**STATED PROBLEM:**
Present every line of the items below as a Markdown table with two columns, Row and Line, numbering the rows and skipping blank lines. Leave the pictures out of the table.

Start of EXERCISE INPUT

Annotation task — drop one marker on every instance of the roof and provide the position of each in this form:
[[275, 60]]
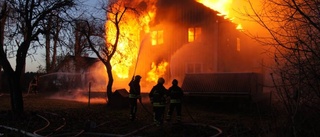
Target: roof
[[83, 62], [220, 82]]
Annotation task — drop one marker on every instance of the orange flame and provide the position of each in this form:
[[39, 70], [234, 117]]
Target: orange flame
[[222, 6], [129, 41]]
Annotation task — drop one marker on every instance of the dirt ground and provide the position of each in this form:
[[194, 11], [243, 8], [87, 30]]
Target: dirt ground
[[57, 117]]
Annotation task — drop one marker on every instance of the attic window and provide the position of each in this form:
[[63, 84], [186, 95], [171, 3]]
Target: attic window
[[157, 37], [194, 34], [238, 44]]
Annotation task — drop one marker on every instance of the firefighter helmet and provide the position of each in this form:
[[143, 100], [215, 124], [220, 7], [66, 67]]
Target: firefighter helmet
[[161, 81], [137, 77]]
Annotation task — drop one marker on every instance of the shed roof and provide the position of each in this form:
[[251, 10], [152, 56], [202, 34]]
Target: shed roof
[[220, 82]]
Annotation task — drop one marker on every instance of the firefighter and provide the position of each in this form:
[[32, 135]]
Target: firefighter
[[157, 97], [134, 95], [175, 93]]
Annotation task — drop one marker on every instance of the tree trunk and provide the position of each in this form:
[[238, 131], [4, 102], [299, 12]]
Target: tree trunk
[[47, 35], [16, 93], [110, 82]]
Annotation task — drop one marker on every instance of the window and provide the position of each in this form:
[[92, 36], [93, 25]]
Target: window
[[238, 44], [194, 34], [157, 37]]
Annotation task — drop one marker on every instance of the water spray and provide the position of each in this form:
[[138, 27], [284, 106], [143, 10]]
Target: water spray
[[135, 67]]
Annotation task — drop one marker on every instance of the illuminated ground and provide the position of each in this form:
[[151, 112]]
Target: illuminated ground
[[53, 117]]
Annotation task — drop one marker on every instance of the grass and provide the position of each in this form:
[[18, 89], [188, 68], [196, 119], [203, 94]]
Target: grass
[[72, 118]]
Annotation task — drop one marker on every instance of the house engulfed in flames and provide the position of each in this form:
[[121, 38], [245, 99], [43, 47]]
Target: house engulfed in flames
[[181, 37], [187, 37]]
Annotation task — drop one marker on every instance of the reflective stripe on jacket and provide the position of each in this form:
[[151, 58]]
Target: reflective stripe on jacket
[[175, 101], [158, 104]]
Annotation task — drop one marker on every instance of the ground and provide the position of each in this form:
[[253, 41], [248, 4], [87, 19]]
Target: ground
[[55, 117]]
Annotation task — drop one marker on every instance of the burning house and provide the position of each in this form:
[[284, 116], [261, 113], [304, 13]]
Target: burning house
[[187, 37], [178, 38]]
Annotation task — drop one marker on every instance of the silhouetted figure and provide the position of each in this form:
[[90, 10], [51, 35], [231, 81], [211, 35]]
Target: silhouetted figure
[[157, 97], [175, 93], [134, 95]]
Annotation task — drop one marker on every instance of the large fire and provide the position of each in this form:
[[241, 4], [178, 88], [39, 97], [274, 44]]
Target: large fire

End of EXERCISE INPUT

**ANSWER IN FULL:**
| Row | Line |
|---|---|
| 1 | Annotation task — drop one marker on every instance of the roof and provide the position of each in this form: |
| 2 | [[275, 60]] |
| 3 | Target: roof |
| 4 | [[83, 62], [220, 82]] |
| 5 | Annotation task — drop one marker on every instance of the orange flame and provide the position of each in this form: |
| 6 | [[39, 70], [234, 117]] |
| 7 | Target: orange flame |
| 8 | [[222, 6], [129, 41]] |
| 9 | Annotation task — drop one marker on every instance of the dirt ground and provide the position of each in this form: |
| 10 | [[194, 11], [243, 8], [87, 30]] |
| 11 | Target: dirt ground |
| 12 | [[57, 117]] |
| 13 | Annotation task — drop one marker on every instance of the attic window and provide the position of each in this form: |
| 14 | [[63, 84], [186, 95], [171, 3]] |
| 15 | Target: attic window |
| 16 | [[157, 37], [194, 34], [238, 44]] |
| 17 | Annotation task — drop one marker on every instance of the firefighter helmet and provide the position of each in this form: |
| 18 | [[143, 100], [215, 124], [220, 7], [66, 67]] |
| 19 | Target: firefighter helmet |
| 20 | [[161, 81], [137, 77]] |
| 21 | Annotation task — drop one marker on every instance of the shed roof and provide the position of each in this form: |
| 22 | [[251, 10], [152, 56], [202, 34]] |
| 23 | Target: shed roof |
| 24 | [[220, 82]] |
| 25 | Annotation task — drop one marker on every instance of the firefighter and provide the position of each in this form: |
| 26 | [[32, 135]] |
| 27 | Target: firefighter |
| 28 | [[157, 97], [134, 95], [175, 93]] |
| 29 | Annotation task — drop one marker on every instance of the tree trunk and provide the position of each in this form: |
| 30 | [[238, 131], [4, 102], [299, 12]] |
| 31 | Target: tree trunk |
| 32 | [[47, 35], [16, 93], [110, 82]] |
| 33 | Annotation task — drop one marker on every instance of the window and provide the position of each in this form: |
| 34 | [[92, 36], [93, 25]] |
| 35 | Target: window |
| 36 | [[238, 44], [194, 34], [157, 37]] |
| 37 | Annotation task — drop one marker on every instance of the water spray and provide the position of each in this form: |
| 38 | [[138, 27], [284, 106], [143, 10]] |
| 39 | Target: water spray |
| 40 | [[135, 67]] |
| 41 | Annotation task — drop one marker on every instance of the illuminated ground and provide the position of each in this form: |
| 42 | [[151, 112]] |
| 43 | Target: illuminated ground |
| 44 | [[53, 117]] |
| 45 | Annotation task — drop one marker on every instance of the grass and provide the position of each in this form: |
| 46 | [[18, 89], [188, 68], [196, 119], [203, 94]] |
| 47 | Target: grass |
| 48 | [[72, 118]] |
| 49 | Annotation task — drop one marker on every instance of the house engulfed in flames and provide the position of each in this form: |
| 50 | [[121, 38], [245, 99], [43, 47]] |
| 51 | Target: house engulfed in flames |
| 52 | [[181, 37], [187, 37]] |
| 53 | Annotation task — drop one marker on every instance of the reflective stripe on jacket and provide the position of each in this form: |
| 54 | [[151, 58]] |
| 55 | Target: reflective stripe on jacket |
| 56 | [[175, 101], [158, 104]] |
| 57 | Annotation task — drop one marker on every instance of the ground and provide the position of each in this form: |
| 58 | [[253, 41], [248, 4], [87, 19]] |
| 59 | Target: ground |
| 60 | [[55, 117]] |
| 61 | Annotation task — drop one marker on every instance of the burning house and provide the position of each in this form: |
| 62 | [[284, 116], [261, 113], [304, 13]] |
| 63 | Target: burning house |
| 64 | [[187, 37], [178, 38]] |
| 65 | Annotation task — drop one marker on every instance of the silhouetted figure and provide the position of each in this form: |
| 66 | [[90, 10], [51, 35], [231, 81], [211, 35]] |
| 67 | Target: silhouetted figure |
| 68 | [[157, 97], [175, 93], [134, 95]] |
| 69 | Annotation task — drop one marker on every instance of the large fire and provide the position of each in this form: |
| 70 | [[241, 4], [178, 88], [39, 97], [274, 44]] |
| 71 | Target: large fire |